■ WORK INSTRUCTIONS
Going line by line through the entries below, note each one with "gets", then report how many there are and nothing else.

****************

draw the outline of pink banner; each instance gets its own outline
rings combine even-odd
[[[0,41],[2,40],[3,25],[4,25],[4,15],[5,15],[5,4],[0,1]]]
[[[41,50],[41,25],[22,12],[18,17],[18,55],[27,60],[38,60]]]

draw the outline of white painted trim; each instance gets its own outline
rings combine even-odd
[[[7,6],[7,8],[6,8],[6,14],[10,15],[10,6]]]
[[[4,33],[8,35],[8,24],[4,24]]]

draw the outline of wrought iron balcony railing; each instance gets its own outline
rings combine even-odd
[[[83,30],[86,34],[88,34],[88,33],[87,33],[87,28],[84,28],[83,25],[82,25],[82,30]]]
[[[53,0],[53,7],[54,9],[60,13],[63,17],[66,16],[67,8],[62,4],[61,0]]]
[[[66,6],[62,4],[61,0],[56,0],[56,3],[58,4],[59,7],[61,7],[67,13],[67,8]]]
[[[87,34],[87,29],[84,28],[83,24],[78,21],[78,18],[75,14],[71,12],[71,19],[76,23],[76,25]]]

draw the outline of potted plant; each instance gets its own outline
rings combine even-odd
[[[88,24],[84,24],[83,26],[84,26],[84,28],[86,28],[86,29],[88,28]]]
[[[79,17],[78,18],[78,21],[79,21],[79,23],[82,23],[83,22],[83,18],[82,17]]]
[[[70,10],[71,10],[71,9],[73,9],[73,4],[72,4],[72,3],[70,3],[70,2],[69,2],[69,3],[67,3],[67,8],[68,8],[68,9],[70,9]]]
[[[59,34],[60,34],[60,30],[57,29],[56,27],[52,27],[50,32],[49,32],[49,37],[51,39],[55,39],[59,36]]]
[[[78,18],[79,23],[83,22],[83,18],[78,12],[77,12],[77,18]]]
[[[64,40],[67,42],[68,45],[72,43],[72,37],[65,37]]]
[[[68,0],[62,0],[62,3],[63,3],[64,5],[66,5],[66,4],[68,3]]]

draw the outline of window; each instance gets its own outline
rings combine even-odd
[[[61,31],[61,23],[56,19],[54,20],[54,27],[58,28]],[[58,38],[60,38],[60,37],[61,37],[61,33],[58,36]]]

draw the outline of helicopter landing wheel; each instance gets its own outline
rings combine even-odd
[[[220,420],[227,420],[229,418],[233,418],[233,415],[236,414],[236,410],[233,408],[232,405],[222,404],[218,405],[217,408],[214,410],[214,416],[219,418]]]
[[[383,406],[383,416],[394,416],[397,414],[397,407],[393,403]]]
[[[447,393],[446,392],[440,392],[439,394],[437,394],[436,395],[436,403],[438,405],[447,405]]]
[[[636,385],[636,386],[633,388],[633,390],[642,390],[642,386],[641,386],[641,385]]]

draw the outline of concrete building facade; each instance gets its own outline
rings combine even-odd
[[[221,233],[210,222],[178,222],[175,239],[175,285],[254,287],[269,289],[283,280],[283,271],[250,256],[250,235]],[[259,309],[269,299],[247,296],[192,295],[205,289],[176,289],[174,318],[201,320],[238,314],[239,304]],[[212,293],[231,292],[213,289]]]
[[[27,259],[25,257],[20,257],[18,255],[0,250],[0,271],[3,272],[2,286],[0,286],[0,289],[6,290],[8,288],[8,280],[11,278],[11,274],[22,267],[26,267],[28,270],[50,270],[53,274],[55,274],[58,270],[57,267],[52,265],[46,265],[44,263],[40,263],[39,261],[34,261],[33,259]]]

****************

■ ANSWER SPACE
7